Friday, October 9, 2015

A better way of dying

The novelist Richard Ford, writing in the New York Times soon after 9/11, contrasted the enormity of the terrorist attacks with the intimacy of his father’s death when Ford was sixteen years old. Ford had woken to his mother’s pleading voice, trying to shake Ford’s father into consciousness.
 “‘Daddy, Daddy, wake up,’” Ford recalled saying. “I could smell his large, sweaty body, feel his flaccid self, loose-limbed and malleable, his cheeks and mouth relaxed. He had quit gasping. I tried to open his mouth with my fingers and breathe in air. I tried to push down hard on his chest. I tried to move him. I put my arms around his shoulders and shook him. I heard my mother say, ‘Oh, God, no, no, no.’ And I felt dread and terror, love and ferocity, confusion, physical exertion, a need for greater ingenuity, for greater efficiency, and I felt failure. In short, I experienced all the small and large coefficients of a son's unswerving love.”
The passage is similar to something I came across by Elisabeth Kübler-Ross, who in 1969 published her influential book On Death and Dying. At one point, Kübler-Ross describes the fatal injury to a farmer in Switzerland who had fallen out of a tree. Kübler-Ross was a child at the time, and she later commented on the stoic calm of the dying man.

::::::

PROBLEM DESCRIPTION → Reproduce the entire blog post on a better way of dying, word for word. The records have no connection to the blog post.

::::::

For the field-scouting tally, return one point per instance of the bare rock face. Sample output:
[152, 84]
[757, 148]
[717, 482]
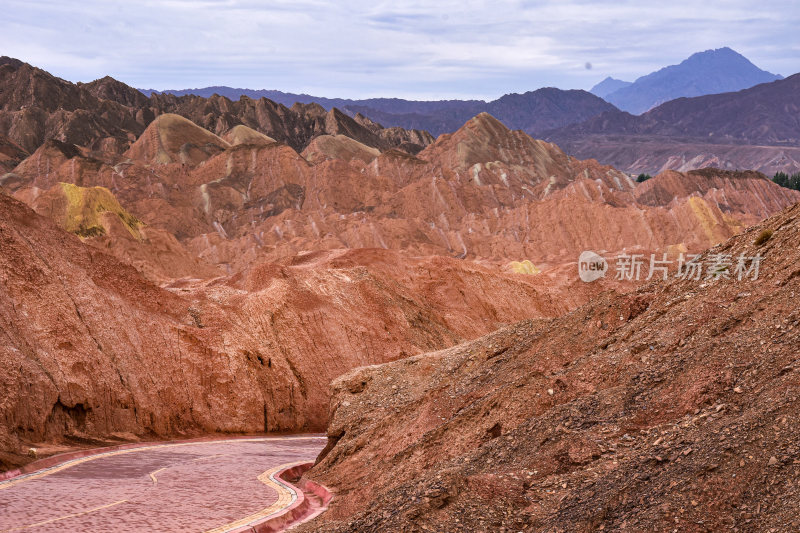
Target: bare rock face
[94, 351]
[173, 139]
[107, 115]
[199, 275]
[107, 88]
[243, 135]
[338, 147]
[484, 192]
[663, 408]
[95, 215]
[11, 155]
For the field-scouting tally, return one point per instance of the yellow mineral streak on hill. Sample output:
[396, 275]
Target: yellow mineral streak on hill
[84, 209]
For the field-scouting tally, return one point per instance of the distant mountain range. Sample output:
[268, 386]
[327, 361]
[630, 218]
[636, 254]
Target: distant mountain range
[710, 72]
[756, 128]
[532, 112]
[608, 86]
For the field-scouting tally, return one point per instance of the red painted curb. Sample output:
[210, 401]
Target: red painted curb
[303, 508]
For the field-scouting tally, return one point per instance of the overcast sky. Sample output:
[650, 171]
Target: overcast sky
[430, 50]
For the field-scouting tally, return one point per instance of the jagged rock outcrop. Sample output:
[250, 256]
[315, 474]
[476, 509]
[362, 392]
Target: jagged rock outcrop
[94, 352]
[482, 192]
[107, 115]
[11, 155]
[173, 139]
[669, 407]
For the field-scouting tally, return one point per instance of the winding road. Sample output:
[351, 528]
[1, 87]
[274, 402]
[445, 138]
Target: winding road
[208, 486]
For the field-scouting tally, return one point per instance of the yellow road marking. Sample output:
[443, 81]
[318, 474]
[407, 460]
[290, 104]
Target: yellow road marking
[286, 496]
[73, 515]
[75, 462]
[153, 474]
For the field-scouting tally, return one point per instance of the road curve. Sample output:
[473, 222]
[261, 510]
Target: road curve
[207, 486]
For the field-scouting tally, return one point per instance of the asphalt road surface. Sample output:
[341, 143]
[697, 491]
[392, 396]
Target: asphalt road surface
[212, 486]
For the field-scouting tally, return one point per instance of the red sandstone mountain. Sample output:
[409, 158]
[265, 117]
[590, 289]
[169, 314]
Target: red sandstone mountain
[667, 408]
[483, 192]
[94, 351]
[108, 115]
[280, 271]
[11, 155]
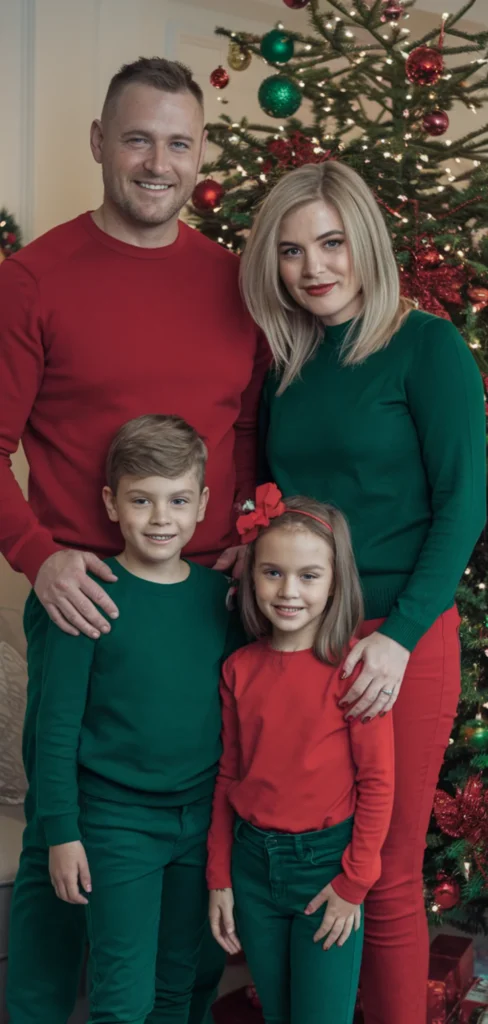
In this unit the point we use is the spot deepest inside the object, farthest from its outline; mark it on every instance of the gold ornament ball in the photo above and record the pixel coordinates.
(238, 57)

::::::

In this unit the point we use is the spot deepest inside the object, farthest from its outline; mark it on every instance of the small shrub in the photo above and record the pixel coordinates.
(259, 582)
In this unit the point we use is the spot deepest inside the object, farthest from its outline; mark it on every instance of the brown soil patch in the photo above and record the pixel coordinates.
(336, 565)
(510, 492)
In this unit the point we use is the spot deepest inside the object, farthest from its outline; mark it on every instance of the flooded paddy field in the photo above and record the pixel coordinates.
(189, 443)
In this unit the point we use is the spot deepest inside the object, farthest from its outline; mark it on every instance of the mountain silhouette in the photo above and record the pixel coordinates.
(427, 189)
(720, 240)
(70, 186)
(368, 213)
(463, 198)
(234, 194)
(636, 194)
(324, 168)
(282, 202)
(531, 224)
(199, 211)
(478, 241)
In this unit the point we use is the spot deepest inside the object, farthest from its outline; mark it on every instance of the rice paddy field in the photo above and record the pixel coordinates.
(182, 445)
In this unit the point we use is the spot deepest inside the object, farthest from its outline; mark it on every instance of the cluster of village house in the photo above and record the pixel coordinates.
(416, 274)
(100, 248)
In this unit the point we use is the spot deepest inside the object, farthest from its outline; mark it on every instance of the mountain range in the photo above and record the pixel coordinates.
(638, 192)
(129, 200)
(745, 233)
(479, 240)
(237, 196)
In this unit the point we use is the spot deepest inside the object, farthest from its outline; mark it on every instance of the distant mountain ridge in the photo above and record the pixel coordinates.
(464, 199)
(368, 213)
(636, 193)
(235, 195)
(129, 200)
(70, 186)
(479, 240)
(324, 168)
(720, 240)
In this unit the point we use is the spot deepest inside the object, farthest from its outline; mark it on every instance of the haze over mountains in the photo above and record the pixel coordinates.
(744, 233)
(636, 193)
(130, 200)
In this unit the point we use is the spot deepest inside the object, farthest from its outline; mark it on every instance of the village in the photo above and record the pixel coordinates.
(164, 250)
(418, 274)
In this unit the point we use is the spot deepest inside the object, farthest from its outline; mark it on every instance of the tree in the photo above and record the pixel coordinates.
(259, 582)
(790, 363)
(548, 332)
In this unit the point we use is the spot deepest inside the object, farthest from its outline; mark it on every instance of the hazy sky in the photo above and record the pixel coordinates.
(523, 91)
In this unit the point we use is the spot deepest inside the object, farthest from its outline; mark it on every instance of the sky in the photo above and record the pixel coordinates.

::::::

SOLUTION FOR THIS TASK →
Friday, October 9, 2015

A better way of dying

The novelist Richard Ford, writing in the New York Times soon after 9/11, contrasted the enormity of the terrorist attacks with the intimacy of his father’s death when Ford was sixteen years old. Ford had woken to his mother’s pleading voice, trying to shake Ford’s father into consciousness.
 “‘Daddy, Daddy, wake up,’” Ford recalled saying. “I could smell his large, sweaty body, feel his flaccid self, loose-limbed and malleable, his cheeks and mouth relaxed. He had quit gasping. I tried to open his mouth with my fingers and breathe in air. I tried to push down hard on his chest. I tried to move him. I put my arms around his shoulders and shook him. I heard my mother say, ‘Oh, God, no, no, no.’ And I felt dread and terror, love and ferocity, confusion, physical exertion, a need for greater ingenuity, for greater efficiency, and I felt failure. In short, I experienced all the small and large coefficients of a son's unswerving love.”
The passage is similar to something I came across by Elisabeth Kübler-Ross, who in 1969 published her influential book On Death and Dying. At one point, Kübler-Ross describes the fatal injury to a farmer in Switzerland who had fallen out of a tree. Kübler-Ross was a child at the time, and she later commented on the stoic calm of the dying man.